The problem:
The line containing "locate rosemary sprig" marks the start; return it and every line after it in the listing below, exactly, through the last.

#### Supplied records

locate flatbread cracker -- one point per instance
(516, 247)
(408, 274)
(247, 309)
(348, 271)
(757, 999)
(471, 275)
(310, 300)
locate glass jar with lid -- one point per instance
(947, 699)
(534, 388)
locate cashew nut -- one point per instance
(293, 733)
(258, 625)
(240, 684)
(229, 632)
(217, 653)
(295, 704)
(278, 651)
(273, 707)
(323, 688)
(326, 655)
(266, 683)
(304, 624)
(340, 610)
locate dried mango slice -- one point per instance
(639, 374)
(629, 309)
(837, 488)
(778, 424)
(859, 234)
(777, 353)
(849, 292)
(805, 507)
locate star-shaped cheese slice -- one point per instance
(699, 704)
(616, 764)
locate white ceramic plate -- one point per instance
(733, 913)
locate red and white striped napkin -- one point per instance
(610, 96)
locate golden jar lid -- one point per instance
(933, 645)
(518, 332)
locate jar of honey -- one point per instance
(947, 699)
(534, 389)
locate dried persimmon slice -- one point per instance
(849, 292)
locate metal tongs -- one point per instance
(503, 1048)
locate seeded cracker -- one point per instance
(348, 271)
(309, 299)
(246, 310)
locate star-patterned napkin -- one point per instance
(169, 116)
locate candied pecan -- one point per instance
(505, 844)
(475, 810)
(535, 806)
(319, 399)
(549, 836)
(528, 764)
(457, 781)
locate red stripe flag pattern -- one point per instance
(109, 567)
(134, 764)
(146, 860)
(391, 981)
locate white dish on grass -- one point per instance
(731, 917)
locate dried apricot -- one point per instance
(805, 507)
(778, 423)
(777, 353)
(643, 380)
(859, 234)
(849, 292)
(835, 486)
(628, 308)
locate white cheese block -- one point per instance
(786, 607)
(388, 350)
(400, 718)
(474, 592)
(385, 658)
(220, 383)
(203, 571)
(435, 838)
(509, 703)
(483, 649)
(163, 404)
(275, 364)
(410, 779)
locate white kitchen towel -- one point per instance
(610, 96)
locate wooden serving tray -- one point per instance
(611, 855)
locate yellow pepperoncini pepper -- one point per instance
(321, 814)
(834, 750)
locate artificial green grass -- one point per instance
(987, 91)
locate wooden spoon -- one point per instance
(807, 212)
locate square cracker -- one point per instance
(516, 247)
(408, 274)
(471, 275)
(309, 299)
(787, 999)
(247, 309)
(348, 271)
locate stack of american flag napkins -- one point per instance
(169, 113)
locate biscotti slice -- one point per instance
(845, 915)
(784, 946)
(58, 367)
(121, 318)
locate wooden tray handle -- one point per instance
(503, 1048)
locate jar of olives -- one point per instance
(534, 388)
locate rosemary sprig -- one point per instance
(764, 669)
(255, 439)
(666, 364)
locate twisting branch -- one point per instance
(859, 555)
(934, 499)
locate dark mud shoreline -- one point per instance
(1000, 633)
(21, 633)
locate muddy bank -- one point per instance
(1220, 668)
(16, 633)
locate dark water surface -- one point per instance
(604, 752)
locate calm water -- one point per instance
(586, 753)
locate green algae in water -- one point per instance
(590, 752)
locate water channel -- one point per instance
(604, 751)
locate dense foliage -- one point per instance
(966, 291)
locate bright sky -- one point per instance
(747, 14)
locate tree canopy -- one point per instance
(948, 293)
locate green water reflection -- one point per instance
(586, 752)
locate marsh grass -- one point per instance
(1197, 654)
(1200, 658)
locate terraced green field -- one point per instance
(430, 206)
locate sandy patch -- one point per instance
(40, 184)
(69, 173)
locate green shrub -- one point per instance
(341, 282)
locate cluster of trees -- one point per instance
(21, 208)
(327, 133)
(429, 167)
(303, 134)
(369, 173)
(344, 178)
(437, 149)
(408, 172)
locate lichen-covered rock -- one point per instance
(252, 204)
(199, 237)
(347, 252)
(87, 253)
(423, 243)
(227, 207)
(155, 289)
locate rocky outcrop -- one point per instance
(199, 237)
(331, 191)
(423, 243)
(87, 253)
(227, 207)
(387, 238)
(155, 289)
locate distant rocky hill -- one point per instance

########

Answer for this exercise:
locate rosemary sprig -- one point per instance
(764, 669)
(255, 439)
(666, 364)
locate twisting branch -- one point per instance
(859, 555)
(934, 499)
locate dark mud shoreline -- one point per instance
(1000, 633)
(21, 633)
locate muddy bank -- one point per instance
(1220, 668)
(16, 633)
locate dark water surface -- one point per instance
(604, 752)
locate calm water -- one point per instance
(586, 753)
locate green algae in water -- one point per instance
(590, 752)
locate water channel -- one point per instance
(604, 751)
locate dense foliage -- one point per instance
(966, 291)
locate bright sky -- one point per instance
(747, 14)
locate tree canopy -- one point per instance
(948, 293)
locate green water reflection -- one point per instance
(586, 752)
locate marsh grass -- one point per instance
(1197, 654)
(1200, 658)
locate terraced green field -- one point per instance
(430, 206)
locate sandy patch -- one point per instance
(40, 184)
(69, 173)
locate green shrub -- one point per instance
(341, 282)
locate cluster of trees -- one point per instance
(21, 208)
(327, 133)
(429, 167)
(303, 134)
(369, 173)
(344, 178)
(437, 149)
(408, 172)
locate lichen-covered rock -- one point per instance
(252, 204)
(199, 237)
(347, 252)
(87, 253)
(423, 243)
(227, 207)
(155, 289)
locate rocky outcrop -- one point per instance
(199, 237)
(331, 191)
(423, 243)
(87, 253)
(227, 207)
(387, 238)
(155, 289)
locate distant rocky hill -- one point per instance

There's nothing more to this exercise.